Only one stretch of the data below is wanted: the lines starting at the one with "Q: Point out each instance of the hillside" and ending at the one with "Q: Point out each instance of the reed", both included, given again exactly.

------------

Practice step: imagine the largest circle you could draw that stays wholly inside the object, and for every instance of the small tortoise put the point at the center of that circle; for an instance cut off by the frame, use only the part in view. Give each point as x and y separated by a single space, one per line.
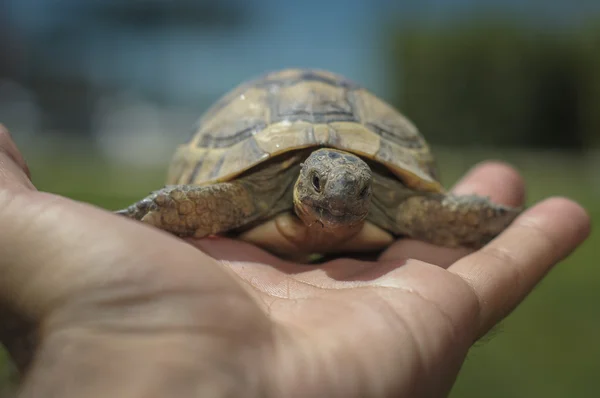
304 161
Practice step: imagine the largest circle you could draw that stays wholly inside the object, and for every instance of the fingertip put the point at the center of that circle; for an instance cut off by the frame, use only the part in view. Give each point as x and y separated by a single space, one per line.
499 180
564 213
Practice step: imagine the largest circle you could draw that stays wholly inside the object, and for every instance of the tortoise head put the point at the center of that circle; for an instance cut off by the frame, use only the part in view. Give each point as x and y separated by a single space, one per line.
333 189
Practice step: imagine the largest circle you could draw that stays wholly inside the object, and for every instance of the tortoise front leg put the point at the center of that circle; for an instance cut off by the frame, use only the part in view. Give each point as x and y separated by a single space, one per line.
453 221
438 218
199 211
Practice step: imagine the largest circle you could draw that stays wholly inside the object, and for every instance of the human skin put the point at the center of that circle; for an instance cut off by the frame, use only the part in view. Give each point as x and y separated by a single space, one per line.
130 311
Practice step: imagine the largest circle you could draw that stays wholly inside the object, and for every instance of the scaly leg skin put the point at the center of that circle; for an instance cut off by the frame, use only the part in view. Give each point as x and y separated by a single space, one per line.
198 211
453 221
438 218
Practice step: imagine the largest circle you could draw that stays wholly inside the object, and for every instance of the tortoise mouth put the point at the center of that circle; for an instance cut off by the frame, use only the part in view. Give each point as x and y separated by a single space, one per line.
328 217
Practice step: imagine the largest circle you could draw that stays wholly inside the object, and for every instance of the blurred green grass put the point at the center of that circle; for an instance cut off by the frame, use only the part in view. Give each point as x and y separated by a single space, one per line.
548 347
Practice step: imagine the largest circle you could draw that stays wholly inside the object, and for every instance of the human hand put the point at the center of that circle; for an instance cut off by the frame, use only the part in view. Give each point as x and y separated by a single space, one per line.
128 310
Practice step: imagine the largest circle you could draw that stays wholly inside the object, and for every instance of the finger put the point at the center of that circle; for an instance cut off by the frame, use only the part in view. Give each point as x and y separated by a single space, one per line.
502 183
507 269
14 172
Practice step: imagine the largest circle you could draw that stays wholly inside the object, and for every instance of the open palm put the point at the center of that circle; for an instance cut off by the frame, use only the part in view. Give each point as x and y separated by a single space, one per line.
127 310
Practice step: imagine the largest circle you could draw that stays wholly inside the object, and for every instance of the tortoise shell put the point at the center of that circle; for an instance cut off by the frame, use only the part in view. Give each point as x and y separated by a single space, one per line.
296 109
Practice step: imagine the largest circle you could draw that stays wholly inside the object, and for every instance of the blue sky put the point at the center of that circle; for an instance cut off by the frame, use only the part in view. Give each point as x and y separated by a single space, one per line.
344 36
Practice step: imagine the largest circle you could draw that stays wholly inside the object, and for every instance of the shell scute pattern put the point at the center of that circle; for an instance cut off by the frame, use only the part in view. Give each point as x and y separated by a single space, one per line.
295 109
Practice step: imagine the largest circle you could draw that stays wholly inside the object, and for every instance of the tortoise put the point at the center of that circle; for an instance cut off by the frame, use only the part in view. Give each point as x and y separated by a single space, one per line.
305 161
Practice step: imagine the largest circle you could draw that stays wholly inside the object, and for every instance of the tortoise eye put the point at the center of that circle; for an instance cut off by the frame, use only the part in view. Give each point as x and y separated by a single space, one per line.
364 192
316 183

------------

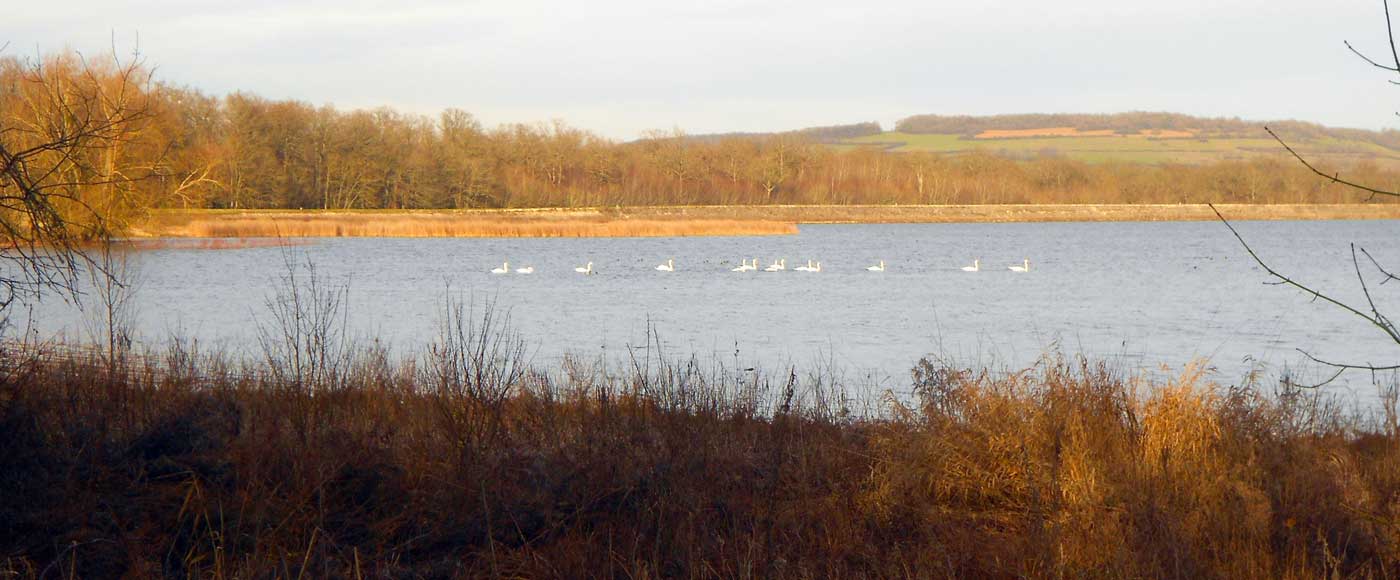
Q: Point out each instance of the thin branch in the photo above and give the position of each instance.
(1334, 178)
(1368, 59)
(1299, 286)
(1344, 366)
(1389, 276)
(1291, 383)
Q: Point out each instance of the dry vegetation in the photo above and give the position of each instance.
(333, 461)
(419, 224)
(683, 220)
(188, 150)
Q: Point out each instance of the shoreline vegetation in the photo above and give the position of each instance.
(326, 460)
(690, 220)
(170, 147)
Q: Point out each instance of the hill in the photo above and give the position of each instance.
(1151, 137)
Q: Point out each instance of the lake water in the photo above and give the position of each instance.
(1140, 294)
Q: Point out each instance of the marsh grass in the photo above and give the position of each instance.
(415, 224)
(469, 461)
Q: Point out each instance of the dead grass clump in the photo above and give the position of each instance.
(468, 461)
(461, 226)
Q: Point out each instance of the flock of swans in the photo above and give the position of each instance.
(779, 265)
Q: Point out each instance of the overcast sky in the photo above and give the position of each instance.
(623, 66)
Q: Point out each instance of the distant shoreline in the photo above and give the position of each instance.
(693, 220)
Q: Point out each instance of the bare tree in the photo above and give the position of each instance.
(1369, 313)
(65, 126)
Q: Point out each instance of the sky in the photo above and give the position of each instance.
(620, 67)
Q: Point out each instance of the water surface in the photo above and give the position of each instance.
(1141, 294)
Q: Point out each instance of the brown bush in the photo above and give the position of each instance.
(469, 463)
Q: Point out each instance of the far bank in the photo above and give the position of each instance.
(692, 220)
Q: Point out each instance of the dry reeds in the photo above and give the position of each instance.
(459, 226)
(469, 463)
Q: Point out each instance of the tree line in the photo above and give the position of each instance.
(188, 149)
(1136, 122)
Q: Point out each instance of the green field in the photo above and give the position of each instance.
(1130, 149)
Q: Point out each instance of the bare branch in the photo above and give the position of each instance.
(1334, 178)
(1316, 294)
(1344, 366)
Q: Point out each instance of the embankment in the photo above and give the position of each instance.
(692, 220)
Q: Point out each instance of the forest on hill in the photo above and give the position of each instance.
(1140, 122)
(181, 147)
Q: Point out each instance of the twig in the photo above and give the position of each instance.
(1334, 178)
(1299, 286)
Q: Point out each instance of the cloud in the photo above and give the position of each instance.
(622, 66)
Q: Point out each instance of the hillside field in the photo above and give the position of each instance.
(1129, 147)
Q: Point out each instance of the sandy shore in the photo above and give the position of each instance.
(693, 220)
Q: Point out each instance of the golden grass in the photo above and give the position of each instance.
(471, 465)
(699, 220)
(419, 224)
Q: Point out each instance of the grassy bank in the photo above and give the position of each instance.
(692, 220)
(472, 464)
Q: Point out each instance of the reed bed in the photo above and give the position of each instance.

------------

# Exercise answer
Q: Point out each instance of the hillside field in the photo above and give the position of each instance.
(1129, 147)
Q: Point out each instance of the sandy shore in the photo above and give the position of each instance.
(693, 220)
Q: Point out each instance of the golden grass in the photo above and give the position of each instance.
(471, 465)
(699, 220)
(419, 224)
Q: Point out each instance of the grassy bank in the photo above and give the position of each instance.
(692, 220)
(472, 464)
Q: Point out each instance of the reed bed in the photo above and give the position of each instance.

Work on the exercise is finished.